**The problem:**
Whenever the word "sneaker" turns up in a line of the data below, copy that line.

**Material provided:**
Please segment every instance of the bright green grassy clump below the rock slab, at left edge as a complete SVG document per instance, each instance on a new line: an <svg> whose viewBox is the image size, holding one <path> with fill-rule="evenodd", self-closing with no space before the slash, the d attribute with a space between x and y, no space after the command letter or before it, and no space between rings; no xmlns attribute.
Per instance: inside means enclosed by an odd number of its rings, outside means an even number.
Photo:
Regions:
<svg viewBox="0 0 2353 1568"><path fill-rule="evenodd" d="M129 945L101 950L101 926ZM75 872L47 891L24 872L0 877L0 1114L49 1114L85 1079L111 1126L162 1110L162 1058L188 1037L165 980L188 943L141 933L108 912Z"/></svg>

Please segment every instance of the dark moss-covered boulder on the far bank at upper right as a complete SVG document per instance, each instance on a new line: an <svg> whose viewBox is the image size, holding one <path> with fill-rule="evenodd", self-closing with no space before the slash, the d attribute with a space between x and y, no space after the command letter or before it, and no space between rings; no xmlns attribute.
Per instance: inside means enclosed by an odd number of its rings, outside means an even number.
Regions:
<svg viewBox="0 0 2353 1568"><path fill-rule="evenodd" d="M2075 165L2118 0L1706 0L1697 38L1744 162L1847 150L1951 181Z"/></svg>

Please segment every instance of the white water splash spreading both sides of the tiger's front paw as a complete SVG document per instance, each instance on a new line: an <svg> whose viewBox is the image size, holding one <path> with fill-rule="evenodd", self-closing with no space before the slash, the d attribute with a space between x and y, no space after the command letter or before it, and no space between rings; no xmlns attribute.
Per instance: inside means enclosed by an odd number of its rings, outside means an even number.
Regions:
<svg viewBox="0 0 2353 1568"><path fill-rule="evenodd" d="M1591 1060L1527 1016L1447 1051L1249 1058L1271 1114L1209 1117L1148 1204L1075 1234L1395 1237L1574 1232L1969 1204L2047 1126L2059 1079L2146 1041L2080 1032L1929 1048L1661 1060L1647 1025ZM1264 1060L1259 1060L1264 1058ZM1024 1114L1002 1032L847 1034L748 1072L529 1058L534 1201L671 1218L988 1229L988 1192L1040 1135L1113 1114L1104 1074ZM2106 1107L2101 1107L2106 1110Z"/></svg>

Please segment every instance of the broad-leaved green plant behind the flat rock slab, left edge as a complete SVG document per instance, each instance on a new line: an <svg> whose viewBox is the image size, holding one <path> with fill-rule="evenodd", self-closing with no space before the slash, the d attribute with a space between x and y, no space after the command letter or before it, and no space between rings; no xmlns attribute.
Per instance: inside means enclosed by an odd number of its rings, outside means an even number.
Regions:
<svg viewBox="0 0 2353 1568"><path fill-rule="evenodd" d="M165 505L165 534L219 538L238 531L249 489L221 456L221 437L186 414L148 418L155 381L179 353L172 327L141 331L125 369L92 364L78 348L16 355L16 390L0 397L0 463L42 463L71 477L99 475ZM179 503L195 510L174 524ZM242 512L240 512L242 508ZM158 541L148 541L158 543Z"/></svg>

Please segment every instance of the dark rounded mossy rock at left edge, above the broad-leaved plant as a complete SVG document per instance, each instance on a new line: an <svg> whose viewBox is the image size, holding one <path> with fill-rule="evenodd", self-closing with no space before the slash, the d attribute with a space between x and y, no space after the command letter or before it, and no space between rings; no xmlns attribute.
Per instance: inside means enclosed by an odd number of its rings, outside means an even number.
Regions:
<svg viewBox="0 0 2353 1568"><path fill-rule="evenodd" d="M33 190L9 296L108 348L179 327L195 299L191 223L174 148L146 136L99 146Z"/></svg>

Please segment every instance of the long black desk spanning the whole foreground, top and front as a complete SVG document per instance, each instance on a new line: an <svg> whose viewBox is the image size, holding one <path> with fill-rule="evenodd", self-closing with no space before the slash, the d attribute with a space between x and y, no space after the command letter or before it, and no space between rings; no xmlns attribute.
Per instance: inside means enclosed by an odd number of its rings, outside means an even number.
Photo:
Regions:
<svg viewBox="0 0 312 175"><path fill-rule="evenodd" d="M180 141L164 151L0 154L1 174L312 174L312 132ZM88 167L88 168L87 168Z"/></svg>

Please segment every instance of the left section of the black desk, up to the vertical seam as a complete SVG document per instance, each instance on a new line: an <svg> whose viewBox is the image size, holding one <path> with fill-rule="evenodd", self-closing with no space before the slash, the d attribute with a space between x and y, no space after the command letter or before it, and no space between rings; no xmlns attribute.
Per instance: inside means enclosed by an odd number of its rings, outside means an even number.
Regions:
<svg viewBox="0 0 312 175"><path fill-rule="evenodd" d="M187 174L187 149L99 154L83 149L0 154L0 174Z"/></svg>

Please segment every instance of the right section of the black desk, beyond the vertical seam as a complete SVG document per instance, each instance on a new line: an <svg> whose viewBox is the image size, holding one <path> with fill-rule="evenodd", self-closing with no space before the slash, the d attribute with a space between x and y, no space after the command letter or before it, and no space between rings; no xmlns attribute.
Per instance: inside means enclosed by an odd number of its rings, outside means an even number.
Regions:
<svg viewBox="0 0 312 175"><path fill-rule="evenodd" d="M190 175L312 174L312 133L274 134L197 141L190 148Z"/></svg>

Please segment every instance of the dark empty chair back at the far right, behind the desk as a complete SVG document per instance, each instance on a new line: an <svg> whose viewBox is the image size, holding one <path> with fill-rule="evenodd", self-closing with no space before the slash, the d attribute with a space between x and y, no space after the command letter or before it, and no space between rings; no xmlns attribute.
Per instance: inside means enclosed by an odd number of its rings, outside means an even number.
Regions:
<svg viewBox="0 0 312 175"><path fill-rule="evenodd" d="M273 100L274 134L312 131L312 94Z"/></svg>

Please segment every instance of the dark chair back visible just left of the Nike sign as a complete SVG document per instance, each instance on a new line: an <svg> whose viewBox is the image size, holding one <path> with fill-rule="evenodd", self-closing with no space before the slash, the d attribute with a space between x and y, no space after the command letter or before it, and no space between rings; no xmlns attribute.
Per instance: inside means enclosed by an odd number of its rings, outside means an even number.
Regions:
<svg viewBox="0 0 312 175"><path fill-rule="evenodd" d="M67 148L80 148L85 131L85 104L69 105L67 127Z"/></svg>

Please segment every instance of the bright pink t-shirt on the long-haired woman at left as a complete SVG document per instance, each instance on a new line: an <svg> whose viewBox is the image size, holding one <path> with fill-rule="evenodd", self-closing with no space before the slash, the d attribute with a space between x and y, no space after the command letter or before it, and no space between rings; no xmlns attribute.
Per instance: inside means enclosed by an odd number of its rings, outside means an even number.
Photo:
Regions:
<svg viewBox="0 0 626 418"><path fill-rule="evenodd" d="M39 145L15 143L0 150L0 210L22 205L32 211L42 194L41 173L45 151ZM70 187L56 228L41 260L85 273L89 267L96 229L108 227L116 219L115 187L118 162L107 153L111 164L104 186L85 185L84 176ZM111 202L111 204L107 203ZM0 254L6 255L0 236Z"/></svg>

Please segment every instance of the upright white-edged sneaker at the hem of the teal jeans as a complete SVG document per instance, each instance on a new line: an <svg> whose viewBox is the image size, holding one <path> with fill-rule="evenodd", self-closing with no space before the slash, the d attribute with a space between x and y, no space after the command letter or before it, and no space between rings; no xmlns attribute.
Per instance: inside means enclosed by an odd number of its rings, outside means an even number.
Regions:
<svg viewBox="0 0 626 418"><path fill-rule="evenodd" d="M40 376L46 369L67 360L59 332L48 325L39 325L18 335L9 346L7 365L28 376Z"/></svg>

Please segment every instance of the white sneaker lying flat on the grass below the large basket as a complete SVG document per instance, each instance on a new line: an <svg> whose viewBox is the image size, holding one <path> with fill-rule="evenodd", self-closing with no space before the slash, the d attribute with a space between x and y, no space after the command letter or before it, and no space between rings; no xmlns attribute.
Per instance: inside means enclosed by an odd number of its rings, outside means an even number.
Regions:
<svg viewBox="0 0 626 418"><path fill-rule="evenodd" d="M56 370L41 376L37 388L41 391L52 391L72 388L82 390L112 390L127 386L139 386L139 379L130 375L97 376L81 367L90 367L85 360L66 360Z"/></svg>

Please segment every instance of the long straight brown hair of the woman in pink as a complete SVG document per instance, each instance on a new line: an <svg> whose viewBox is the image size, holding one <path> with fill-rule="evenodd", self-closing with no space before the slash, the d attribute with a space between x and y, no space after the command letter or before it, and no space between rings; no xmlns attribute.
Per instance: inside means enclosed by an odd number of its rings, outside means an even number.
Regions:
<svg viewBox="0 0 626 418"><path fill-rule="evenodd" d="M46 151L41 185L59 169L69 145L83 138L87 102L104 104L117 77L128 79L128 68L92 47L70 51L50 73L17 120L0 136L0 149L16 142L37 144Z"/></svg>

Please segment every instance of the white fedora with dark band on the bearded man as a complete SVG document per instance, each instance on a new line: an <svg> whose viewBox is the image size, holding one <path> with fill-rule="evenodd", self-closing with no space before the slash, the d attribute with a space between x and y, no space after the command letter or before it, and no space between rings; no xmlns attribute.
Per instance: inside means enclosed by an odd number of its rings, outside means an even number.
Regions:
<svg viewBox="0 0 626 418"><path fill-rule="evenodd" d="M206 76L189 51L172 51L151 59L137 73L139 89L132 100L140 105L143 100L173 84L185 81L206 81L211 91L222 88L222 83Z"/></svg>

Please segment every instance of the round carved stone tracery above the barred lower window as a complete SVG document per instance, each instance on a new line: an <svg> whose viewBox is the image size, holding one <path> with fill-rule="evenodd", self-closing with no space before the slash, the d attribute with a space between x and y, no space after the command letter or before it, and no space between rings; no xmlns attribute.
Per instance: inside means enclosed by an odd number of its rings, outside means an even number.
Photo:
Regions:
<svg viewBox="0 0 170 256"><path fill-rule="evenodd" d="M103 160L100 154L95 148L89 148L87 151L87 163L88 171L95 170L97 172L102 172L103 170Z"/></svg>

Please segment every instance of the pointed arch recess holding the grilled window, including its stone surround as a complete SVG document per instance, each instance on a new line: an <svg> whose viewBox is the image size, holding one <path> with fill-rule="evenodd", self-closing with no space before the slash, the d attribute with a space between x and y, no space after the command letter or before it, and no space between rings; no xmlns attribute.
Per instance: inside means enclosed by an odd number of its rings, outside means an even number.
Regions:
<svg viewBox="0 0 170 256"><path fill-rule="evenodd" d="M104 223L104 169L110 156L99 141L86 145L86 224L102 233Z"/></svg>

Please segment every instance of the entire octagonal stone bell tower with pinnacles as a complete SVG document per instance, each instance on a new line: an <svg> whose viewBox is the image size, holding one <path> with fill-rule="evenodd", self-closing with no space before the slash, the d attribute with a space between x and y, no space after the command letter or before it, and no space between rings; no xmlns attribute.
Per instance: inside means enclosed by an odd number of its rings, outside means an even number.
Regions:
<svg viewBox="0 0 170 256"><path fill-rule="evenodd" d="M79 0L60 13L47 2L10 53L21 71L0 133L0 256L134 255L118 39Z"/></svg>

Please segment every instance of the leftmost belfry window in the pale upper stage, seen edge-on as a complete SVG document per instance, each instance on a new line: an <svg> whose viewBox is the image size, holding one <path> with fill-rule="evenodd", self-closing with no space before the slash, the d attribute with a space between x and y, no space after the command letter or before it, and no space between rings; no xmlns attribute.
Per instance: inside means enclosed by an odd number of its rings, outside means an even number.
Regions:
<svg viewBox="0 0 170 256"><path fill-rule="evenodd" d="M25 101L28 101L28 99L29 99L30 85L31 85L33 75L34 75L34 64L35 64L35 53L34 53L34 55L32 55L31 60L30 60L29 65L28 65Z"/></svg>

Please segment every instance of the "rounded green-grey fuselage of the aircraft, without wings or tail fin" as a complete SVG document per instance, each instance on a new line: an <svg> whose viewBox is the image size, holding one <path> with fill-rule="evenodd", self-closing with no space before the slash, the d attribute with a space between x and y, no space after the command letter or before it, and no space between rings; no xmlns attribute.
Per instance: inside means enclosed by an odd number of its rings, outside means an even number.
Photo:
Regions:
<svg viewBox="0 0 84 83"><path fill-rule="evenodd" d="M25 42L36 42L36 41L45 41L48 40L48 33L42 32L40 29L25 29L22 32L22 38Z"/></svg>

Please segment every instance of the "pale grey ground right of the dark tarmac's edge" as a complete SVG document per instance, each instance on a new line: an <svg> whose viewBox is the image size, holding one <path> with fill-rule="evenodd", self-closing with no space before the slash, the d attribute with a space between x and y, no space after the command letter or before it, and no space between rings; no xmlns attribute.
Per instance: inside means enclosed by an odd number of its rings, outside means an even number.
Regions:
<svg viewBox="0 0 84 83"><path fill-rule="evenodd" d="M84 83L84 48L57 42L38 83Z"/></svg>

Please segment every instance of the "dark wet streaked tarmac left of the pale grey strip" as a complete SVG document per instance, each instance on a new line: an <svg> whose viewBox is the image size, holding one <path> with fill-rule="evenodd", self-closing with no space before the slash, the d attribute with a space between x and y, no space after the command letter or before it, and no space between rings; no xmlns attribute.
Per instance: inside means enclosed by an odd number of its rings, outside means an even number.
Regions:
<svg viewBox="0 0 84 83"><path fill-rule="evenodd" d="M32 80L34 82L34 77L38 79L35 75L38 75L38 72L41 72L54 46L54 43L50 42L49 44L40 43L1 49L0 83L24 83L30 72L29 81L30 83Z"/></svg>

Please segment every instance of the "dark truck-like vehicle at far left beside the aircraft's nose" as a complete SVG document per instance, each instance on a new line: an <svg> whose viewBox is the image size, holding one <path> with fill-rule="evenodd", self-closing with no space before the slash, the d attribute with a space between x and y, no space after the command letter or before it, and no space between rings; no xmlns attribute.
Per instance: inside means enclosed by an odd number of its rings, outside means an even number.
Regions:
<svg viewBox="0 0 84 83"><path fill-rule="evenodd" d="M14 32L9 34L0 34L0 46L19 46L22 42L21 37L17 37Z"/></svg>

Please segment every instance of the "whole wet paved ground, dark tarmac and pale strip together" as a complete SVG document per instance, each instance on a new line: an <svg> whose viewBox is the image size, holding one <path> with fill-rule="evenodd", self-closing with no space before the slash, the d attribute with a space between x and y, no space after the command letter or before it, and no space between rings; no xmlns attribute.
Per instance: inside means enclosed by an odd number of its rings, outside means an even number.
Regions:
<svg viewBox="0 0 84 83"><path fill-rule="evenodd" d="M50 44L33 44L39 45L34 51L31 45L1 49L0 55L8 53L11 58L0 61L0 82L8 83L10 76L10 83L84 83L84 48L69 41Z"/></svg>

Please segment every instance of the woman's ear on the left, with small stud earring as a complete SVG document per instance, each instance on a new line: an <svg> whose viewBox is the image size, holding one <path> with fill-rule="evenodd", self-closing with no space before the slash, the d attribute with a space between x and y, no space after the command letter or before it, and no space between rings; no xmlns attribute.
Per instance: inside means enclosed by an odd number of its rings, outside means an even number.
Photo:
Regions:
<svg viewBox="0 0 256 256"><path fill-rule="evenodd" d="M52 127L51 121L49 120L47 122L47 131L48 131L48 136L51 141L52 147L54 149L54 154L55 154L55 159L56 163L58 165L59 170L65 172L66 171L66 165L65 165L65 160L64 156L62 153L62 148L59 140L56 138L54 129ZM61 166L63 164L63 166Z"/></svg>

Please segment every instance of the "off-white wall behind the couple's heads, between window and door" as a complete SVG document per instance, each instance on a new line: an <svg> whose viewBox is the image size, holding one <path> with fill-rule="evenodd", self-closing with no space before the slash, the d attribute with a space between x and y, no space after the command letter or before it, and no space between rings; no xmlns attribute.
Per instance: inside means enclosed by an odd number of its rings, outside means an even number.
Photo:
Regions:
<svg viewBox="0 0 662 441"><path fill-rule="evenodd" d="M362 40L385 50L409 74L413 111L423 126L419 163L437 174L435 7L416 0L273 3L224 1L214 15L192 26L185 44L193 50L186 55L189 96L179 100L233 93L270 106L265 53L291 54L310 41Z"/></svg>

**Output:**
Please segment every instance of the upright white-edged sneaker at the hem of the teal jeans as a complete SVG document per instance, each instance on a new line: an <svg> whose viewBox is the image size, holding one <path> with fill-rule="evenodd", self-closing with no space before the slash, the d attribute with a space between x and y, no space after the command letter or before it, and no space between rings; no xmlns attribute.
Please segment every instance of the white sneaker lying flat on the grass below the large basket as a complete SVG document per instance, each instance on a new line: an <svg> whose viewBox is the image size, holding one <path> with fill-rule="evenodd", self-closing with no space before the slash, the d attribute with a space between x and y, no space after the command letter or before it, and no space between rings; no xmlns attribute.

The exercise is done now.